== The data ==
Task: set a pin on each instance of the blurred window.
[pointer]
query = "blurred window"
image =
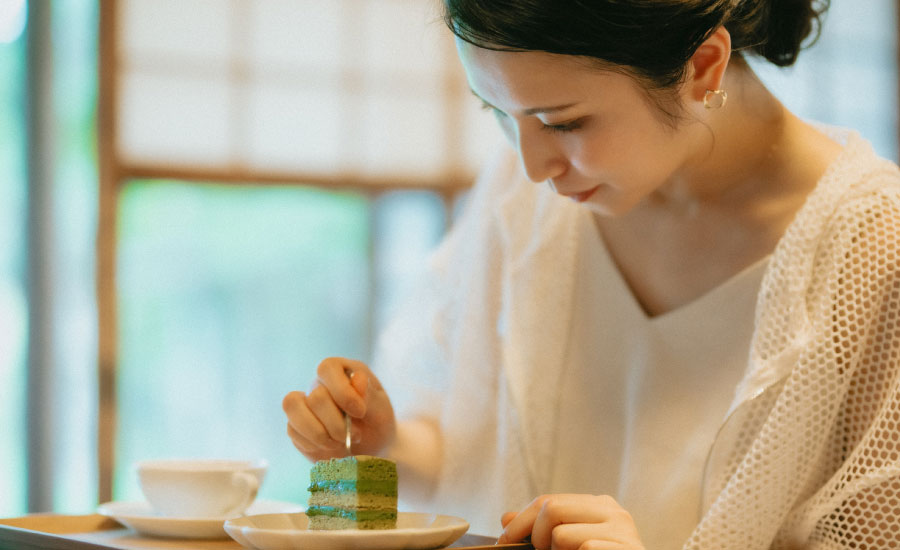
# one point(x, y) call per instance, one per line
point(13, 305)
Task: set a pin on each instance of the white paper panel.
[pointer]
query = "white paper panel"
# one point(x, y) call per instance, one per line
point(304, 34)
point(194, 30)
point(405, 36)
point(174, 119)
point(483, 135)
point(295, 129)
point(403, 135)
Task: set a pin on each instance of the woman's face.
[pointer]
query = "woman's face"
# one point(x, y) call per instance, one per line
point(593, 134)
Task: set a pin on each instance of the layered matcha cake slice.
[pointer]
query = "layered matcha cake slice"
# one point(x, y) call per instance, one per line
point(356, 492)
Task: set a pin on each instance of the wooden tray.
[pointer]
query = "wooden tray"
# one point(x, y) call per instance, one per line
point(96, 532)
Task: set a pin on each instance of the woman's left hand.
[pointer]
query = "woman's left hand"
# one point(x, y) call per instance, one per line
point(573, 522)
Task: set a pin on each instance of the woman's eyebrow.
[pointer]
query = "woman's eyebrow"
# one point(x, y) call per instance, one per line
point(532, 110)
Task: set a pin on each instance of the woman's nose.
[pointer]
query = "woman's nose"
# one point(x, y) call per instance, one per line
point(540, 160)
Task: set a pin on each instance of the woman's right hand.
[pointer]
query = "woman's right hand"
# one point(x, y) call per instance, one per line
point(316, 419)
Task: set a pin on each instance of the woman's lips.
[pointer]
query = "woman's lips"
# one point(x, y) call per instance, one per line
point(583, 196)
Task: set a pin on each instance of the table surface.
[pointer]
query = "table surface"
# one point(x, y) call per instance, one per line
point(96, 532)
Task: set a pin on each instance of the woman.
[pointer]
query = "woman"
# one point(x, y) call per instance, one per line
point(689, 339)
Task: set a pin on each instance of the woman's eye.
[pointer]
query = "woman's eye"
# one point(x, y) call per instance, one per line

...

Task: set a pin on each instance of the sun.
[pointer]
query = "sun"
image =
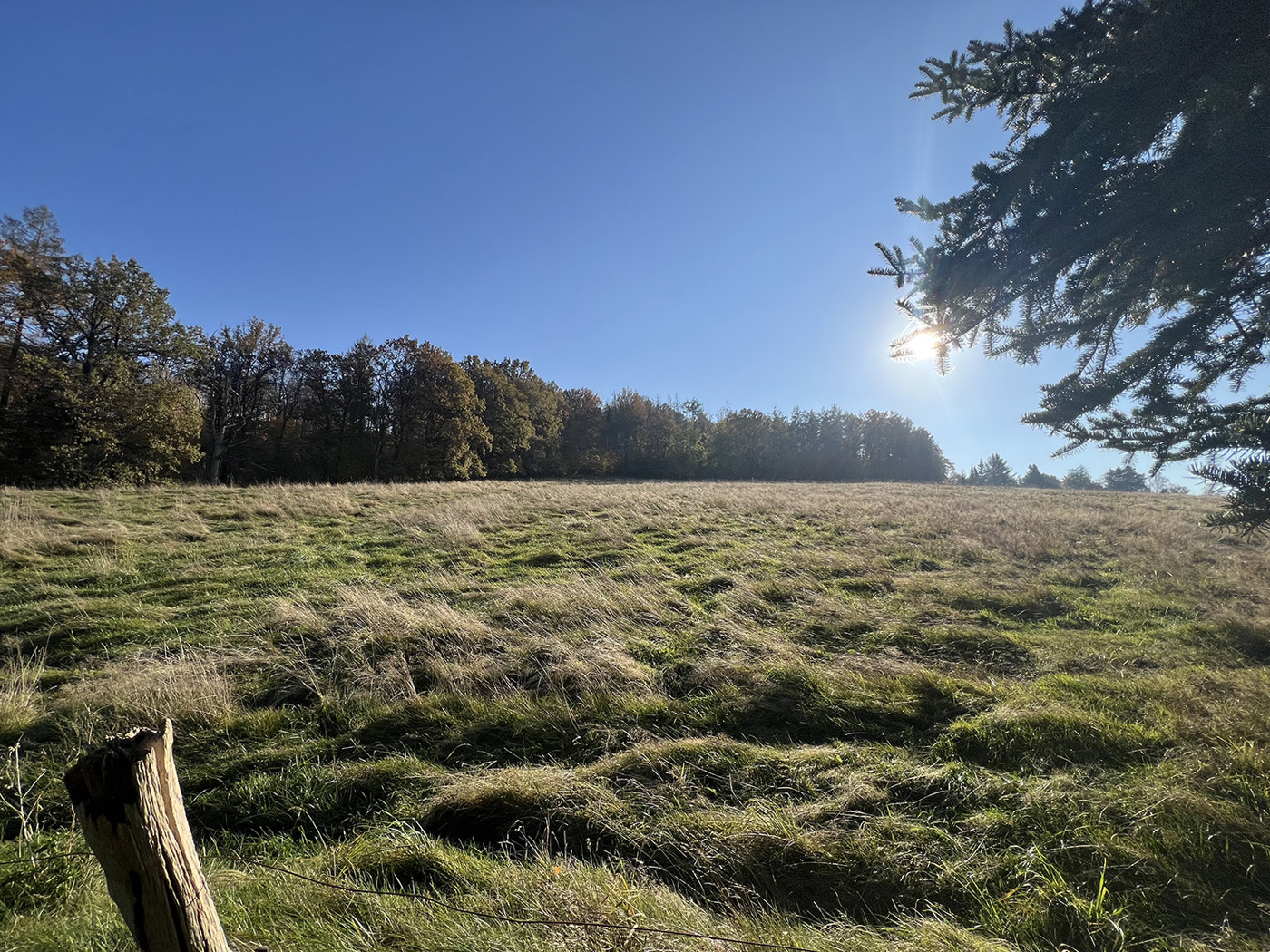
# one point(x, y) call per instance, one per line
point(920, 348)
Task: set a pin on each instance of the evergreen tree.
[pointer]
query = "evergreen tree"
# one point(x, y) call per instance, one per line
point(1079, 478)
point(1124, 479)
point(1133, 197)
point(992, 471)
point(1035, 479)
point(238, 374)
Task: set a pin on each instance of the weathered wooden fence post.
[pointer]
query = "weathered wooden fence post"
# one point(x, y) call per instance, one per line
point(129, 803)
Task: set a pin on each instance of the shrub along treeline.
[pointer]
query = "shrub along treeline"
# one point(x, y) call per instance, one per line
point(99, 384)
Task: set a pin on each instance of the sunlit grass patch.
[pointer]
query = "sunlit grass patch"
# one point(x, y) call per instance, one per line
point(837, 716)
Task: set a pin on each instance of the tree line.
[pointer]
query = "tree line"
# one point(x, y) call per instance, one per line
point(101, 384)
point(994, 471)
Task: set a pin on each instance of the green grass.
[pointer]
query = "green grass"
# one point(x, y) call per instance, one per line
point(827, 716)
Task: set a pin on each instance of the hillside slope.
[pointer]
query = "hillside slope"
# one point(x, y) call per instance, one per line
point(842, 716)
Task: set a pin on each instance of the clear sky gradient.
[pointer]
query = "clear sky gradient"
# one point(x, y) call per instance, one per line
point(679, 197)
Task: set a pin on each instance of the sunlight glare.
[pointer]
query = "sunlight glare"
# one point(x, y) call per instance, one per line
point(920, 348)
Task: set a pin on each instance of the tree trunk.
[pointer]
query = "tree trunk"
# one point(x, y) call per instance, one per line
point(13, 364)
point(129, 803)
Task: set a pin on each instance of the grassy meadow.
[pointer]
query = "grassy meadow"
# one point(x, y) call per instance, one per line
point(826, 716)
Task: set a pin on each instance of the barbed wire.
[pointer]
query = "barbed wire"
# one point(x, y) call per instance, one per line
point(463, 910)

---

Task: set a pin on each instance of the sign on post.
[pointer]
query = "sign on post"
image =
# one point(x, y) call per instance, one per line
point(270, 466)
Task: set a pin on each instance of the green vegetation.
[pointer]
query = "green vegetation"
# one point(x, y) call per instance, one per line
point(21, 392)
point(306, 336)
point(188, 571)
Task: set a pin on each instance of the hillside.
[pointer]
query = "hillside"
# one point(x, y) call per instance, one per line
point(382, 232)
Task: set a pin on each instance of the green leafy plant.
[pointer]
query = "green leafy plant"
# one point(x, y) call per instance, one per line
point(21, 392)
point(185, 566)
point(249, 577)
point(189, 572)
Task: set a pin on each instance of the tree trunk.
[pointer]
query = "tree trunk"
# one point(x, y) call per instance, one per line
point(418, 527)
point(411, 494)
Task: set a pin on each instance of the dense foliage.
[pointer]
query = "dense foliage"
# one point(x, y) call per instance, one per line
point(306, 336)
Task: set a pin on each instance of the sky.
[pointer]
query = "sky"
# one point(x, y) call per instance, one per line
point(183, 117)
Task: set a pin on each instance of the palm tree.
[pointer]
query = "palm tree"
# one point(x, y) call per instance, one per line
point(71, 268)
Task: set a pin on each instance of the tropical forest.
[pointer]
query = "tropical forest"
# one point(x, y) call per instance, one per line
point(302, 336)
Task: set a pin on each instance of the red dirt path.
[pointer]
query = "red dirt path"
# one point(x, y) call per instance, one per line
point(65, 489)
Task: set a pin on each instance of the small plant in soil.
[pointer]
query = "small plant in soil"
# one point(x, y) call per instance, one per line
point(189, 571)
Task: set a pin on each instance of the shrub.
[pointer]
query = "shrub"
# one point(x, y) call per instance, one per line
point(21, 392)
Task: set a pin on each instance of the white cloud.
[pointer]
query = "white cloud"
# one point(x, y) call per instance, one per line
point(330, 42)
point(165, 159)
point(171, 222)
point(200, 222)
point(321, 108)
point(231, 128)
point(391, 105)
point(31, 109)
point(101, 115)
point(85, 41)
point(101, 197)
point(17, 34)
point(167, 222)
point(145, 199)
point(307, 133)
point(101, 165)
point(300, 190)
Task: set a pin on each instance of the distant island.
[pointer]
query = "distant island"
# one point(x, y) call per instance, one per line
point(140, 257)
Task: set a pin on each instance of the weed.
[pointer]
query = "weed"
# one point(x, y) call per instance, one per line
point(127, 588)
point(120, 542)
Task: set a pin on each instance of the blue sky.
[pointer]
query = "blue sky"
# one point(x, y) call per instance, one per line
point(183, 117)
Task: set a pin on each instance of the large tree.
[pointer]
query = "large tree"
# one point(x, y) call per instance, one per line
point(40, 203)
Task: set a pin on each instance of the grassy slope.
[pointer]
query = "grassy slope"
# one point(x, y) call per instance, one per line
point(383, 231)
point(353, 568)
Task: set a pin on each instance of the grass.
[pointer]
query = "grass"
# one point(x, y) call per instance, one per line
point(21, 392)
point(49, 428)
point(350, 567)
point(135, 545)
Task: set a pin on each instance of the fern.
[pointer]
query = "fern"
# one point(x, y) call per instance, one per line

== Requirements ==
Write out the lines above word for word, beginning at the line that contains "Task: set a pin on each instance of the woman's nose." and stopping after the line that contains "point(316, 419)".

== Response to this task ==
Task: set a pin on each instance of the woman's nose.
[pointer]
query = "woman's nose"
# one point(x, y) call per instance, one per line
point(540, 160)
Task: set a pin on each instance of the woman's right hand.
[pointer]
query = "woman's right hand"
# one point(x, y) call per instance, one per line
point(316, 419)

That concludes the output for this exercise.